━━ Data shown ━━

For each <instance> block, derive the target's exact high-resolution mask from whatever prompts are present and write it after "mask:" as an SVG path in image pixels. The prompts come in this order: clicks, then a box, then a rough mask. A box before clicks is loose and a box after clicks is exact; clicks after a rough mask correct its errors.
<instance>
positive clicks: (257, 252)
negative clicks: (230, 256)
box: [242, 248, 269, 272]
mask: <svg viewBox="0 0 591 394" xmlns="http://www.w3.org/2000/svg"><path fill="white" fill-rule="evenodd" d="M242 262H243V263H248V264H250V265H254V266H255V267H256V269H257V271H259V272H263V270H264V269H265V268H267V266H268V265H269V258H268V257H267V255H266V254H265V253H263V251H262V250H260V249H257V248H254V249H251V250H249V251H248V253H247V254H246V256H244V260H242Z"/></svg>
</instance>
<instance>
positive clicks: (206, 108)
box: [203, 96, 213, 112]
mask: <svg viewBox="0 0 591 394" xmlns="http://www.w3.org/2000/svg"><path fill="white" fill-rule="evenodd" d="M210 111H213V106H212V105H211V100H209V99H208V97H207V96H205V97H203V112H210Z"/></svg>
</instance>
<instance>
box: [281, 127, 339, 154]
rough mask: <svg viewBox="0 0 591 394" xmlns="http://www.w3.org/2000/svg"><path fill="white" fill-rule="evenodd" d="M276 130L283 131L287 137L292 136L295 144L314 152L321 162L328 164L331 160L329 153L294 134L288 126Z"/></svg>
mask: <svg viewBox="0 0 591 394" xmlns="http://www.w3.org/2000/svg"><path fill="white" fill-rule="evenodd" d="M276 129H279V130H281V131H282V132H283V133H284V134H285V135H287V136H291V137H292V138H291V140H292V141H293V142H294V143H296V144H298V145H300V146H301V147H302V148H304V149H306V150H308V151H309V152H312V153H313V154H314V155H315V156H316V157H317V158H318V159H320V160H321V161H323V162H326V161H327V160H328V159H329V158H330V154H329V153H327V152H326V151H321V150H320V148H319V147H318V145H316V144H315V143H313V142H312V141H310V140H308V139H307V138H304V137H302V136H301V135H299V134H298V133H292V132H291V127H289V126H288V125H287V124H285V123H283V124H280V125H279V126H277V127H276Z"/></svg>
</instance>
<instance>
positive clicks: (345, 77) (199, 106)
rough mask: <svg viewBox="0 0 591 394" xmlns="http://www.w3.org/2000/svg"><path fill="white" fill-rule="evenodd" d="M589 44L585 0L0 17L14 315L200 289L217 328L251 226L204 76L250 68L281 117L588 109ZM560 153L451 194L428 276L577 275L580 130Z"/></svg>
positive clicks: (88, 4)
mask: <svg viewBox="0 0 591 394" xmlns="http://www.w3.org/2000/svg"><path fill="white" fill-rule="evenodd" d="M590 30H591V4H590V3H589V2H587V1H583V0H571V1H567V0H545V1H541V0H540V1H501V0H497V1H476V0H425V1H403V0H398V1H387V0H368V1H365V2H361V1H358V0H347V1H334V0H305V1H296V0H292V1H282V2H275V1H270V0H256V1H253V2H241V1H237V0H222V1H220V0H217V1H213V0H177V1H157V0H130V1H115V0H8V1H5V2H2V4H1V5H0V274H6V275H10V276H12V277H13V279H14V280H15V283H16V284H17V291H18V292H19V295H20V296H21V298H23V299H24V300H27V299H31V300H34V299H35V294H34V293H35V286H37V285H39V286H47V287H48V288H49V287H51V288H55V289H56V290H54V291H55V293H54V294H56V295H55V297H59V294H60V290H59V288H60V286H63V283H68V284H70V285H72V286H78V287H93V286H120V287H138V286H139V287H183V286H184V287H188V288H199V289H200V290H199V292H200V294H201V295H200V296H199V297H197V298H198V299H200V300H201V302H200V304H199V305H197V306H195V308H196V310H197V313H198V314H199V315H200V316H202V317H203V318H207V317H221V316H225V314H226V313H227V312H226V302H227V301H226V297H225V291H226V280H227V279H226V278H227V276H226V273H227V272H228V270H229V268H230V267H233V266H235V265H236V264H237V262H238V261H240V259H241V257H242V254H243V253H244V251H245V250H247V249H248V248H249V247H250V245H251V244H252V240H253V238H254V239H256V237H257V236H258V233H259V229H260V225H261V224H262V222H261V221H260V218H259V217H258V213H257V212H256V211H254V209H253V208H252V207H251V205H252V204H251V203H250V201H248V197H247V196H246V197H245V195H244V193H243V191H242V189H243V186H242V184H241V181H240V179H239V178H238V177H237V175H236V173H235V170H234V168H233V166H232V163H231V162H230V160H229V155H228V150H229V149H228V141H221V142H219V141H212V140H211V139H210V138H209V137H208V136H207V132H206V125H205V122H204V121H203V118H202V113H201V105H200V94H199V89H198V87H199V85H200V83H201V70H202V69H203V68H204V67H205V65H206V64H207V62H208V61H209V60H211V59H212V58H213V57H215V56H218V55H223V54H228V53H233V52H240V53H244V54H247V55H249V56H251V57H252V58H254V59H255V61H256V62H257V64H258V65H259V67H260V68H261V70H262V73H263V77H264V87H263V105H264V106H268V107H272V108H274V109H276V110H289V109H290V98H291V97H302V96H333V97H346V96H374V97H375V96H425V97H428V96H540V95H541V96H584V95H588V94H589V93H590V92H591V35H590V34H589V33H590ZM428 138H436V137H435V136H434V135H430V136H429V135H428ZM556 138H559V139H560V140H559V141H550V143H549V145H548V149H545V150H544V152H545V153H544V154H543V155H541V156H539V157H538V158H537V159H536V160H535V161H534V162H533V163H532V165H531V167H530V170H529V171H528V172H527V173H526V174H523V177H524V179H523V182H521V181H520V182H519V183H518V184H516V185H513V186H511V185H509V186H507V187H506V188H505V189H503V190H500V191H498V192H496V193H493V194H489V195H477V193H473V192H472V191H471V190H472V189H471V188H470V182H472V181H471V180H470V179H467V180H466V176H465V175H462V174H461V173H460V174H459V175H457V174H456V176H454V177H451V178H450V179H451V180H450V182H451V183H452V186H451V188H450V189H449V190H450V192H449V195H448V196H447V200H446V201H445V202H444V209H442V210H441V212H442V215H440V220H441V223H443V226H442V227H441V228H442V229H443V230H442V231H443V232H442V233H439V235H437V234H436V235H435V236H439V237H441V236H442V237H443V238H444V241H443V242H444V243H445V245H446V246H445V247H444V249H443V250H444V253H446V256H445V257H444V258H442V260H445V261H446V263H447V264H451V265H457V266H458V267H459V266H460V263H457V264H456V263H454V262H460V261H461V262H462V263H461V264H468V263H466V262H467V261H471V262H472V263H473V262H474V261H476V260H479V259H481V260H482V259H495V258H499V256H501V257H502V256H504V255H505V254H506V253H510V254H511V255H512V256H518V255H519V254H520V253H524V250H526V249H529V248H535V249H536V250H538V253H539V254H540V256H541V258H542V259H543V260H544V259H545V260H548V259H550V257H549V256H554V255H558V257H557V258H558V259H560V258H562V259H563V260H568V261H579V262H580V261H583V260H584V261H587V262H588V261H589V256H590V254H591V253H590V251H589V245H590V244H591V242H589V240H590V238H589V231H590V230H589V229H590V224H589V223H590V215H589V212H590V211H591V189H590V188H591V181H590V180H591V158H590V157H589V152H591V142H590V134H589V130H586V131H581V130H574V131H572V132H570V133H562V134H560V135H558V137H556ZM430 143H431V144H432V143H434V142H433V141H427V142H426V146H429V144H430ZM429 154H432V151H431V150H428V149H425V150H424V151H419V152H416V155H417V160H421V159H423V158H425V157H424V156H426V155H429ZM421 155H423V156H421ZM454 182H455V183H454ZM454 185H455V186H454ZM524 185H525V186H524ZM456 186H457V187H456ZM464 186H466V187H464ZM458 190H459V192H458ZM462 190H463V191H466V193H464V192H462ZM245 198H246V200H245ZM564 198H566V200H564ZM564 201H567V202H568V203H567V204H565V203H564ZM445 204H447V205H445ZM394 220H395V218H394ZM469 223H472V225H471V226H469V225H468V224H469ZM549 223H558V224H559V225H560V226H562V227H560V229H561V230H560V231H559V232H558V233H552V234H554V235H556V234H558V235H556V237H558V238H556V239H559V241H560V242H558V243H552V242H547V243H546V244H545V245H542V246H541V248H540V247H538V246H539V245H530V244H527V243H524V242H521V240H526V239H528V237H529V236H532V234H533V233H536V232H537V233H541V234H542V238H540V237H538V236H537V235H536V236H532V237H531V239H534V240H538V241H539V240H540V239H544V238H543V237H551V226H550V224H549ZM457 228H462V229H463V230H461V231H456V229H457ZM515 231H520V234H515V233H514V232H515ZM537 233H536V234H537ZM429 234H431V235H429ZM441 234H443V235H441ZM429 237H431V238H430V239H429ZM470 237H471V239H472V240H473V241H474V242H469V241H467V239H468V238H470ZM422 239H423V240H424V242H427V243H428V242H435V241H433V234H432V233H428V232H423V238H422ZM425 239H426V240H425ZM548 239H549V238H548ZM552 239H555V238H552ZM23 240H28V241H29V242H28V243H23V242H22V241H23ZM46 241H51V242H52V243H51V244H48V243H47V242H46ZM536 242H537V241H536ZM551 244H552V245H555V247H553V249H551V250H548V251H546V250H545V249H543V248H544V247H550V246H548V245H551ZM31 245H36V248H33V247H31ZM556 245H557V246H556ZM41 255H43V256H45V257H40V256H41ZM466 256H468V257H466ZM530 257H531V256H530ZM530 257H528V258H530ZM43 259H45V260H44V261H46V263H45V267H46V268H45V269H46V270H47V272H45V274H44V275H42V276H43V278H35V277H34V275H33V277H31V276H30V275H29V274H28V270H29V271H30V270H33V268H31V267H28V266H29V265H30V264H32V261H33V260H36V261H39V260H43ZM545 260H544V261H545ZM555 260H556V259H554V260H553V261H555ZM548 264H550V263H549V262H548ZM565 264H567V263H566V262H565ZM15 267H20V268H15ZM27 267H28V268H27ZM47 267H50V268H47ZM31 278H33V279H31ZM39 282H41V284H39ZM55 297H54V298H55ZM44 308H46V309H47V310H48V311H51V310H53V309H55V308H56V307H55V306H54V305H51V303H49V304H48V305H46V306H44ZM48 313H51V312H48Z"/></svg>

━━━

*Problem description*: How many lines in the records above contain the string "positive"? Case counts. Give only the number.

*Result*: 4